GIVEN PROBLEM →
Copy the lines below exactly as they appear.

________________________________________

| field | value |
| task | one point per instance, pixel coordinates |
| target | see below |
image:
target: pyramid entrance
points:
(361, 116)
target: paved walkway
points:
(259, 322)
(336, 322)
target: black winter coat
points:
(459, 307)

________________________________________

RIGHT ANSWER →
| field | value |
| task | one point per instance, pixel coordinates |
| target | see below |
image:
target: pyramid entrance
points:
(361, 116)
target: paved walkway
points:
(259, 322)
(336, 322)
target: black winter coat
points:
(459, 307)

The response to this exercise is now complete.